— Okuma parçası —
Mehmet Özcan / Doğruhaber
Avrupa Birliği (AB) dışişleri bakanları, İran’a yönelik petrol ambargosunu onayladı. AB’nin attığı bu adım Amerika’yı ziyadesiyle memnun ederken, Tahran yönetimi, kararın uygulanması halinde Hürmüz Boğazı’nı kapatacağını duyurdu. AB’nin, ambargo kararı sonrası ABD’ye ait USS Abraham Lincoln adlı bir uçak gemisi, Hürmüz Boğazı’ndan geçerek Basra Körfezi’ne girerken, uzun süredir ABD ve İran’ın süren karşılıklı restleşmeleriyle diken üstündeki bölgede tansiyonu daha da yükseltiyor. ABD uçak gemisinin Hürmüz Boğazı’nı geçerek Basra Körfezi’ne girmesinin ardından İngiltere de bölgeye asker göndereceğini açıkladı.

— Verilen malzeme —
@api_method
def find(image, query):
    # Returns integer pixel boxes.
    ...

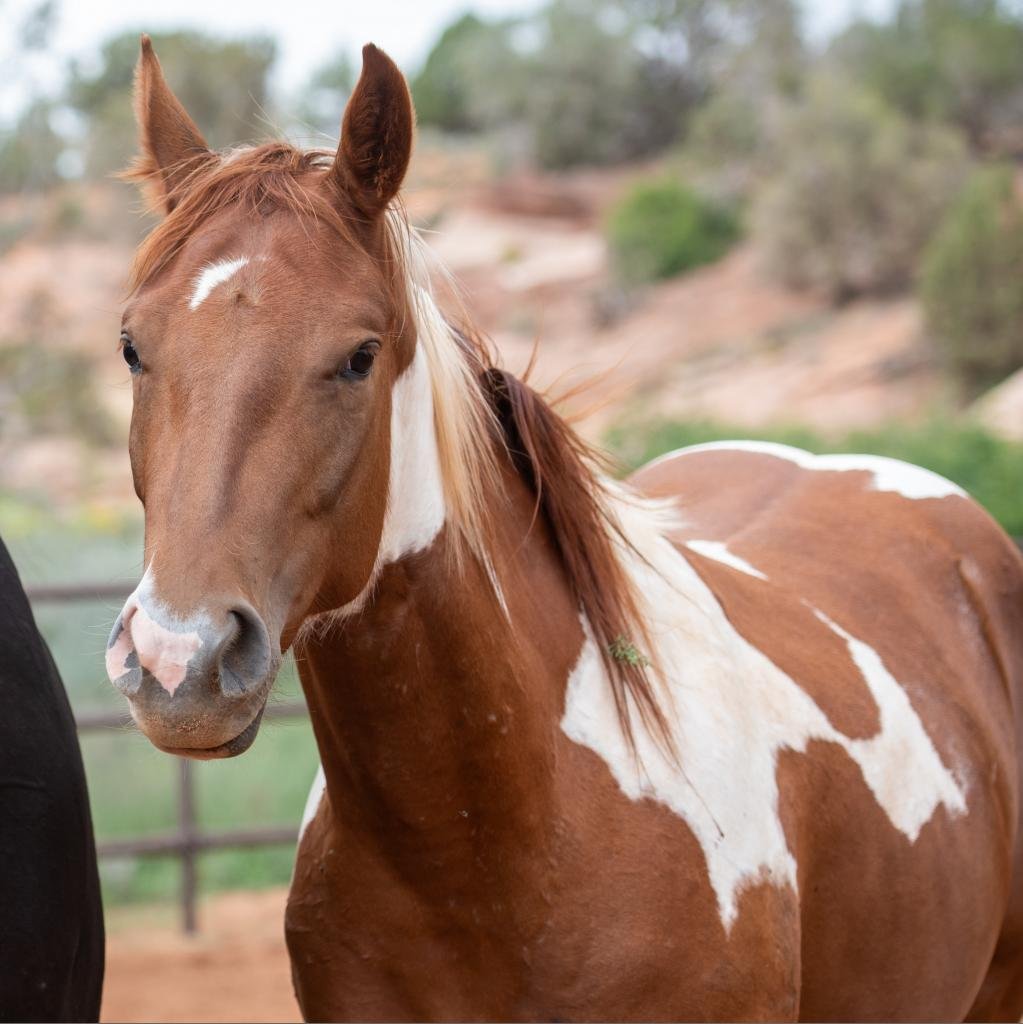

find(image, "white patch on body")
[649,441,969,500]
[685,541,767,580]
[298,764,327,843]
[561,506,966,929]
[188,256,249,309]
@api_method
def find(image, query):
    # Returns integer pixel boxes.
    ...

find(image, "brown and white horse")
[108,39,1023,1020]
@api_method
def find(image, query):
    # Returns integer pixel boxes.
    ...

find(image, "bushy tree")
[0,99,65,193]
[834,0,1023,155]
[405,0,802,168]
[755,77,967,301]
[68,32,275,174]
[921,166,1023,394]
[607,178,739,285]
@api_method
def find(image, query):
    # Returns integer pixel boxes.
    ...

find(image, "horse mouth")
[153,703,266,761]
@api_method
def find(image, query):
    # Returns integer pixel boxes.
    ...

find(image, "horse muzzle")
[106,578,281,759]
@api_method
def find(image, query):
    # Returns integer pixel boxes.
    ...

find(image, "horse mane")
[122,142,672,751]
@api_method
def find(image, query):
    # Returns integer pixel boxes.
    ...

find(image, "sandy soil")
[101,889,301,1022]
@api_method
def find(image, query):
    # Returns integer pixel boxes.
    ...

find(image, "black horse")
[0,542,103,1021]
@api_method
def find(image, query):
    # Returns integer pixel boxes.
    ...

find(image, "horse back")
[634,445,1023,1019]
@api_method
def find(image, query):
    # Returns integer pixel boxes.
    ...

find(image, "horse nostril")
[217,605,270,696]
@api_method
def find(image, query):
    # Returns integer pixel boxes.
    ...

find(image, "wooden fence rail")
[26,584,308,935]
[26,538,1023,934]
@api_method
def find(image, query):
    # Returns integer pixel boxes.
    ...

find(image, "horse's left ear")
[331,43,416,218]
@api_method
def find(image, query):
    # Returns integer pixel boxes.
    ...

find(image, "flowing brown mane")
[124,142,671,746]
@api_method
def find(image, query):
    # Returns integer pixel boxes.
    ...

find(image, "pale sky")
[0,0,891,115]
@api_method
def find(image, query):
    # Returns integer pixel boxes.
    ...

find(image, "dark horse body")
[0,543,103,1021]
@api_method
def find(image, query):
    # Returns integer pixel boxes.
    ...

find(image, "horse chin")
[151,702,266,761]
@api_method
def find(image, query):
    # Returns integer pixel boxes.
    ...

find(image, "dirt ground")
[101,888,301,1022]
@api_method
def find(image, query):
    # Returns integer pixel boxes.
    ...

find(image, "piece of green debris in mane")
[607,636,650,669]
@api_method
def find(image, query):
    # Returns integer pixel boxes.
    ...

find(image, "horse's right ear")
[330,43,416,219]
[125,36,213,213]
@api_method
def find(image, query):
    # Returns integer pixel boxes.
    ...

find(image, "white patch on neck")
[188,256,249,309]
[377,345,447,567]
[298,764,327,843]
[561,506,966,929]
[685,541,767,580]
[649,441,969,500]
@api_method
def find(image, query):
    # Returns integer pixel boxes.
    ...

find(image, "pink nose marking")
[123,604,203,696]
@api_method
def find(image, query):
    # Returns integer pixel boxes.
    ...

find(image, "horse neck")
[298,432,582,871]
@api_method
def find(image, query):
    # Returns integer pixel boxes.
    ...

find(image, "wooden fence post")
[178,758,199,935]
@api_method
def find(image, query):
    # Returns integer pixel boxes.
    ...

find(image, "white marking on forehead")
[188,256,249,309]
[561,507,966,929]
[685,541,767,580]
[649,441,969,500]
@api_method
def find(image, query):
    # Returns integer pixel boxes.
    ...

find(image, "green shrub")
[607,179,740,284]
[921,167,1023,395]
[607,418,1023,537]
[755,79,966,302]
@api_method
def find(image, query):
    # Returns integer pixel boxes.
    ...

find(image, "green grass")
[8,407,1023,903]
[0,496,317,904]
[607,417,1023,537]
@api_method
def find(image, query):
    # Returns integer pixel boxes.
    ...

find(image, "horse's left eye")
[341,341,380,380]
[121,334,142,374]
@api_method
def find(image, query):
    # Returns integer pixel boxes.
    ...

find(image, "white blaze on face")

— Yapılacaklar —
**A)** İran'a yönelik petrol ambargosu haberinde adı geçen ülkeleri, her birini yalnızca bir kez yazarak sıralayın.
**B)** Petrol ambargosu haberini kaldığı yerden sürdürün.
Kayıtların bu işte hiçbir rolü yoktur.

— Nihai sonuçlar —
**A)** İran, ABD, İngiltere

**B)**
Nükleer silah sahibi Amerika, israil ve Avrupalı ülkelerin Nükleer silah ürettiği suçlamasıyla baskı ve ambargo uyguladığı İran, aksine ülkesinin geleceği için nükleer enerji üretiminden geri durmayacağını tekrarlayıp duruyor.
Konu ile ilgili görüştüğümüz Gazeteci yazar Ali Bulaç, AB’nin İran’a yönelik petrol ambargosu uygulama kararı, ABD uçak gemisinin körfeze girmesi ve İran’ın kendisine yönelik bu yaptırımlara karşı Hürmüz’ü kapatacağını açıklaması gibi konularda gazetemize değerlendirmelerde bulundu. Yazar Ali Bulaç, aklı başında hareket etmeyen siyonist israil’in Amerika’yı böyle bir savaşa sürükleyebileceğini belirtirken ancak böyle bir savaşın çıkması halinde bunun Irak veya Afganistan’a benzemeyeceğini, çok daha kötü olacağını ifade etti.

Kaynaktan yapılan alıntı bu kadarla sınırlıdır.